:: Selection ::
## Begin

DETAILED DESCRIPTION OF THE INVENTION
[0186] The principles of the invention are disclosed, by way of
example, within a structural channel system 100 illustrated in
FIGS. 1-92. A perspective view of major components of the
structural channel system 100, as installed within a building
structure which may comprise a reconfigurable commercial interior,
is illustrated in FIG. 1. A structural layout of the structural
channel system 100 employing certain of its components is
illustrated in FIG. 4. The structural channel system 100 comprises
an overhead structure providing significant advantages in
environmental workspaces. As examples, the structural channel
system 100 in accordance with the invention facilitates access to
locations where a commercial interior designer may wish to locate
various functional elements, including lighting, sound equipment,
projection equipment (both screens and projectors), power poles,
other means for energizing and providing data to and from
electrical and communication devices, and other utilitarian
elements.
[0187] As will be described in greater detail in subsequent
paragraphs herein, the structural channel system 100 in accordance
with the invention includes what may be characterized as a "grid"
which essentially forms a base structure for various
implementations of the structural channel system. The utilitarian
elements referred to herein, for purposes of definition, are
characterized as "devices." Such devices, which may be programmed
to establish control relationships (such as a series of switches
and a series of light fixtures), are referenced herein as
"applications." In addition, the structural channel system 100
facilitates flexibility and reconfiguration in the location of
various devices, which may be supported and mounted in a releasable
and reconfigurable manner within the structural channel system 100.
Still further, the structural channel system 100 in accordance with
the invention may carry not only AC electrical power (of varying
voltages), but also may carry DC power and communication
signals.
[0188] In accordance with further aspects of the invention, the
structural channel system 100 may include a communication structure
which permits "programming" of control relationships among various
commercial devices. For example, "control relationships" may be
"programmed" among devices, such as switches, lights, and the like.
More specifically, with the structural channel system 100 in
accordance with the invention, reconfiguration is facilitated with
respect to expense, time and functionality. Essentially, the
commercial interior can be reconfigured in "real time." In this
regard, not only is it important that various functional devices
can be quickly relocated from a "physical" sense, but logical
relationships among the functional devices can also be altered. In
part, it is the "totality" of the differing aspects of a commercial
interior which are readily reconfigurable, and which provide some
of the inventive concepts of the structural channel system 100.
[0189] Still further, the structural channel system 100 in
accordance with the invention overcomes certain other issues,
particularly related to governmental and institutional codes,
regulations and standards associated with electrical power,
mechanical support of overhead structures and the like. For
example, it is advantageous to have power availability throughout a
number of locations within a commercial interior. The structural
channel system 100 in accordance with the invention provides the
advantages of an overhead structure for distributing power and
communication signals. However, structural elements carrying
electrical signals (either in the form of power or communications)
are regulated as to mechanical load-bearing thresholds. As
described in subsequent paragraphs herein, the structural channel
system 100 in accordance with the invention employs suspension
brackets 110 for supporting elements such as cross-channels 104 and
the like throughout the overhead structure. With the use of
suspension brackets 110 in accordance with the invention, the load
resulting from these cross-channels 104 is directly supported
through elements coupled to the building structure of the
commercial interior. Accordingly, rail elements carrying power and
communication signals do not support the mechanical loads resulting
from use of the cross-channels 104.

## End

:: Stored records ::
## Begin

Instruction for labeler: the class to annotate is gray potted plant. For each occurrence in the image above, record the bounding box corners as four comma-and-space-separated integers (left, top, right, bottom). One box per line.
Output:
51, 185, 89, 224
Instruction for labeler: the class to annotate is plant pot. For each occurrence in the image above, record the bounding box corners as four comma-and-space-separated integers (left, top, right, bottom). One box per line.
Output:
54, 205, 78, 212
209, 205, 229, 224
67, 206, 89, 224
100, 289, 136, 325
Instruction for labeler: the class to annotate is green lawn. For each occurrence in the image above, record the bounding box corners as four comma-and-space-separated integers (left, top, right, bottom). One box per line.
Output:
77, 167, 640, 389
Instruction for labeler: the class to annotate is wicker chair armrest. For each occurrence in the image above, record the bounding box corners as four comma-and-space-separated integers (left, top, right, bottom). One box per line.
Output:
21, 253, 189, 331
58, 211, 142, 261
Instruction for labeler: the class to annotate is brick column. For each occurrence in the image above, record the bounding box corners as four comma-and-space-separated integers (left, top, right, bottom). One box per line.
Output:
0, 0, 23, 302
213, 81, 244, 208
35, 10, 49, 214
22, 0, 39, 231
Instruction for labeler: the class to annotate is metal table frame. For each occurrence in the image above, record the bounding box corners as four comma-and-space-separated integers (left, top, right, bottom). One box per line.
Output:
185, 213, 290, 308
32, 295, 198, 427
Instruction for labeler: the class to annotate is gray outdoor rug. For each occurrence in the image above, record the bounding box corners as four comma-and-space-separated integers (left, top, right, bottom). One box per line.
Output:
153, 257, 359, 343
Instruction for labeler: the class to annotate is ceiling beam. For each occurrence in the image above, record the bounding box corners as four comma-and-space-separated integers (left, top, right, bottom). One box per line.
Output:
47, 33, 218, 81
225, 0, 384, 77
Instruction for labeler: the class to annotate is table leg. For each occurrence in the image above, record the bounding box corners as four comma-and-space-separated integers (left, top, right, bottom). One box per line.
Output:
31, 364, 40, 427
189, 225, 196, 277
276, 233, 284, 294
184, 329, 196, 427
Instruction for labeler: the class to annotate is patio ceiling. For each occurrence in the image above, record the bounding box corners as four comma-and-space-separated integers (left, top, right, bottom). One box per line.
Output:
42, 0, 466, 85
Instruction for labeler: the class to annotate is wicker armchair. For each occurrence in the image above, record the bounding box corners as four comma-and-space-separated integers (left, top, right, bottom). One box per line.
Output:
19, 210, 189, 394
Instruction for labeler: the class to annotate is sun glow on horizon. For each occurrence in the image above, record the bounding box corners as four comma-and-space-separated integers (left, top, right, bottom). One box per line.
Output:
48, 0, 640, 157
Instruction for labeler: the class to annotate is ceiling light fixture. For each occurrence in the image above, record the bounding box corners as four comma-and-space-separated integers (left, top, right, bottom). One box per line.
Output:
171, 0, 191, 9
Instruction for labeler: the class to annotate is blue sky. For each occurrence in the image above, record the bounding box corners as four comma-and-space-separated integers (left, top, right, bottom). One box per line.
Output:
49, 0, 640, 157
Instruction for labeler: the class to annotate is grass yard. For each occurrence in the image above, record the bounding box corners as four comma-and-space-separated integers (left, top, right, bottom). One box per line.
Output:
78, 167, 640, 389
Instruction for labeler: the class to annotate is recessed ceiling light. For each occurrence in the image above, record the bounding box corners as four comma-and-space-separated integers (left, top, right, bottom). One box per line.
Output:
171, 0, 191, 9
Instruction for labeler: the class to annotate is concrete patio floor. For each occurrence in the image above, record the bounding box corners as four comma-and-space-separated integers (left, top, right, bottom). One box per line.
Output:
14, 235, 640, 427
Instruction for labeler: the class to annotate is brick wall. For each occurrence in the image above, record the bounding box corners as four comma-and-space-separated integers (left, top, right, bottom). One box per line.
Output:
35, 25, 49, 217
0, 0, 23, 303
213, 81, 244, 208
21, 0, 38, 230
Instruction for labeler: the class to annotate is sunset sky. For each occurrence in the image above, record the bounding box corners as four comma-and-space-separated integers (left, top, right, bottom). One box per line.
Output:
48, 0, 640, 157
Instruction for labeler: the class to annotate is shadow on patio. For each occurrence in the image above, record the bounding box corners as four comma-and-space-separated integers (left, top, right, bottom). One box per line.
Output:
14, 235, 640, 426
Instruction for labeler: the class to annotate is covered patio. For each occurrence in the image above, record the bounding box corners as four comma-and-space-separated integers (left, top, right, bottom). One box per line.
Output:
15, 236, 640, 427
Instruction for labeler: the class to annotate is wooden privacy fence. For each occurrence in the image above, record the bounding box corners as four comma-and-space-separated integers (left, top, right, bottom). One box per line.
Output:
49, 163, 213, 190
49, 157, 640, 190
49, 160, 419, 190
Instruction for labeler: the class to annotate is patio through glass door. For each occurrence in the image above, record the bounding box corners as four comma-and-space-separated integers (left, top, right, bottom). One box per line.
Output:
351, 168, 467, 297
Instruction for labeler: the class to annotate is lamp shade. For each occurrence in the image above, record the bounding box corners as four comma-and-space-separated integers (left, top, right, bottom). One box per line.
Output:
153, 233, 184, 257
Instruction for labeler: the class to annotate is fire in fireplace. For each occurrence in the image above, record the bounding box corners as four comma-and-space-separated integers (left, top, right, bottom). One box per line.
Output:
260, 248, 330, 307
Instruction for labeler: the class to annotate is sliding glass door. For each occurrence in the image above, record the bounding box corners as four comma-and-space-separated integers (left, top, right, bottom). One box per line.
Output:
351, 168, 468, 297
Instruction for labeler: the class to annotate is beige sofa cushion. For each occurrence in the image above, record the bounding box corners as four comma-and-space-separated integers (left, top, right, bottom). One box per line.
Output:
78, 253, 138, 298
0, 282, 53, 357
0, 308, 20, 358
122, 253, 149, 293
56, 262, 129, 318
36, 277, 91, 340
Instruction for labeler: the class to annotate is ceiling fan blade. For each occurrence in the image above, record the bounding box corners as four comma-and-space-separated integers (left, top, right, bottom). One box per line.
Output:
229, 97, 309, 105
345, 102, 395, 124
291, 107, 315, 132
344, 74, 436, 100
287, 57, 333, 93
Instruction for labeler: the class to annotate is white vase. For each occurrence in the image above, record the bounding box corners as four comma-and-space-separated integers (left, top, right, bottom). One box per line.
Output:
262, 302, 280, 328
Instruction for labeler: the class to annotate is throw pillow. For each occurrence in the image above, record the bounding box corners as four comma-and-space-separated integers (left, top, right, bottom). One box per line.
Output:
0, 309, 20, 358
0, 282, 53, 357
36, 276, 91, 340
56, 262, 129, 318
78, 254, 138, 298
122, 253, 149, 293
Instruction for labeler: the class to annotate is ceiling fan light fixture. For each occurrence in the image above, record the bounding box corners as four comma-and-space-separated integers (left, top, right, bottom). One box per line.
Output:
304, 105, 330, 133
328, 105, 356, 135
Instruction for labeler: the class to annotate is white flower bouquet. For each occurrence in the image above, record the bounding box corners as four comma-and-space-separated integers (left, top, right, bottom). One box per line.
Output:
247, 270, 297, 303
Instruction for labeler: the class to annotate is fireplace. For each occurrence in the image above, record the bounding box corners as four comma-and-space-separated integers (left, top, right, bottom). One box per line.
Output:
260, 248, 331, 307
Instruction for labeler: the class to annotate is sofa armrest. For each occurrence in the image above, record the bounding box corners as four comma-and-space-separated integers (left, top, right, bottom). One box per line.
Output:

## End

:: What is expected ::
In the patent description, condense the paragraph that begins "Still further, the structural channel system 100 in accordance with the invention overcomes" into a short bulleted list that keeps its main facts.

:: Task response ::
- Structural channel system 100 addresses issues tied to governmental and institutional codes, regulations and standards on electrical power and on mechanical support of overhead structures.
- Having power available at many locations in a commercial interior is advantageous, and the system provides an overhead structure for distributing power and communication signals.
- Structural elements that carry electrical signals (power or communications) are regulated as to mechanical load-bearing thresholds.
- Suspension brackets 110 support elements such as cross-channels 104 throughout the overhead structure, so the load from the cross-channels is carried directly through elements coupled to the building structure.
- As a result, rail elements carrying power and communication signals do not bear the mechanical loads from the cross-channels 104.